[Document segment]
══════
Apparently the novel’s author Robert Yates was a Veteran of WW2. Maybe in the book he had a lot more bits of insight into the war than the brief moment in the film. Maybe Yates was someone who was simply wired differently, and had a completely different reaction to both warfare and the ensuing peace in the suburban sprawl. And that would be great… if that’s the real subject of exploration. But instead of Frank being a fish out of water, he acts as if his truth is the universal truth; everyone else is damn sucker. The institutions of suburbia and marriage seem to be the blame for crushing the individual spirit. It should be said, I’ve never been to war. Who the hell am I to say what a soldier should of felt? Or what he should be writing about? It’s actually a pretty shitty thing to do… but I can only say what felt disingenuous to me… and it did.

Maybe it just gets back to my problem with Frank and April (Winslet’s character’s name, not that it matters) not being real people and just vehicles for broad sentiment; mouthpieces of author. Sure, their fights are often dead on. Then again how hard is it to have an ear for the same fights every couple has? Does that make them genuine? It feels like a trap to me. It’s the same exact thing that bothered me about Tell Me You Love Me. Is there really something poignant about the minutiae of basic relationship dynamics? To me, they’re simply a given. What’s often far more interesting are the details of the things that keep us together (in various different forms) and often that’s how we progress.

RR seems to have so many other specific writing problems too. One that sticks out is this weird as hell part where Frank seems to actually care about taking a promotion as a testament to his father, when we already to through lengths to establish that he doesn’t give a shit about his dad. It almost reeks of (gulp) plot convenience… in a personal drama. Awesome! (That’s not even mentioning the seeming absurdity of how the promotion even comes to be). Frank and April’s children aren’t even relevant for most of the film and when there, the film has much more validity and dynamic ideas. Most of the time, it feels like they’re just shuffled out of the way for convenience. Maybe the most egregious thing to my interest in the characters is how the opening of the film begins with their meeting and immediately flashes forward to their later marriage. We find ourselves witnessing a massive fight after her failed local theater performance and it’s vicious… then roll title! I fully expected us to go back in time and witness their fall from grace at this point… but nope, we continue in the present. The real problem is that the viciousness of that first fight is not too far off from the severity of the fights at the end of the film. In other words, they start and end the movie in the same goddamn place. FACEPALM. Nothing feels like more of a waste of time in a personal drama than doing that. It’s the only fucking reason we’re there. And if there’s an art aesthetic or modernist comment in doing that, I sure as hell couldn’t find it in RR.
══════
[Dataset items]
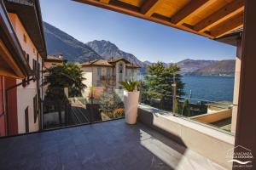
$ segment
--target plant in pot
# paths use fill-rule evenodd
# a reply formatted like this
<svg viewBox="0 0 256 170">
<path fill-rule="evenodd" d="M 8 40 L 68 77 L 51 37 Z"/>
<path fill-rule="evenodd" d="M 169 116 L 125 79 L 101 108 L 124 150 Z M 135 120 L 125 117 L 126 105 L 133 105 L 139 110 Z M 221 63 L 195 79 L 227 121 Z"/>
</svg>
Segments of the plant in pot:
<svg viewBox="0 0 256 170">
<path fill-rule="evenodd" d="M 140 92 L 137 88 L 140 85 L 138 81 L 129 81 L 119 82 L 125 88 L 124 103 L 125 122 L 128 124 L 135 124 L 137 122 L 137 107 Z"/>
</svg>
══════
[Tasks to carry out]
A. Reproduce the passage of the film review starting with "Apparently the novel’s" and going on through "and it did.".
B. Which personal names appear in the film review? List each one.
C. Pick up the film review after its final sentence and write on from there.

[Results for each task]
A.
Apparently the novel’s author Robert Yates was a Veteran of WW2. Maybe in the book he had a lot more bits of insight into the war than the brief moment in the film. Maybe Yates was someone who was simply wired differently, and had a completely different reaction to both warfare and the ensuing peace in the suburban sprawl. And that would be great… if that’s the real subject of exploration. But instead of Frank being a fish out of water, he acts as if his truth is the universal truth; everyone else is damn sucker. The institutions of suburbia and marriage seem to be the blame for crushing the individual spirit. It should be said, I’ve never been to war. Who the hell am I to say what a soldier should of felt? Or what he should be writing about? It’s actually a pretty shitty thing to do… but I can only say what felt disingenuous to me… and it did.

B. Robert Yates (also given as "Yates"), Frank, April, Winslet

C.
Then there’s the matter of the other film that RR riffs on (yes we’re finally at #2): Little Children. Maybe it’s the Winslet connection, but everything that was detailed and interesting about the underbelly of suburbia in that magnificent film is broad and boring in RR. That’s mostly because it’s all about the specifics of the story in Little Children, and RR is so freakin’ eager to attach the specifics of their story to the generalness of everybody’s situation, it misses its own opportunity to be a goddamn example. The whole affair feels like the projection of a screenwriter/author who feels like they failed in life and sets fire to the institutions that trapped them in their intellectual purgatory. Sometimes it even feels like someone is trying to justify a lifestyle choice apart to their parents, or apart from the norm and they eviscerate the things they identify as obstacles. It’s almost strange really.

Maybe I’m being such a prick about this because the matter of happiness in suburbia is never really something I found all that troubling. More often then not, it’s basic displacement for whatever is bothering them, and overt intellectuals often have trouble walking out of their own mind. RR walks this fine little line by almost keying into that and establishing that Frank and April are actually idiots for not realizing it has nothing to do with where they live and how they work, but it never quite gets there. It’s just too happy digging into suburban dynamics. It’s insanely frustrating to me (especially because that was American Beauty’s biggest success). When it finally gets to the end [spoiler] and we get a little line about Frank in the wake of tragedy spending every moment with his kids, our final revelation is nothing more than a mere aside; fuck, the entire point of two hour wank-a-thon is muddled when we’re treated to a nice little misogynistic final note.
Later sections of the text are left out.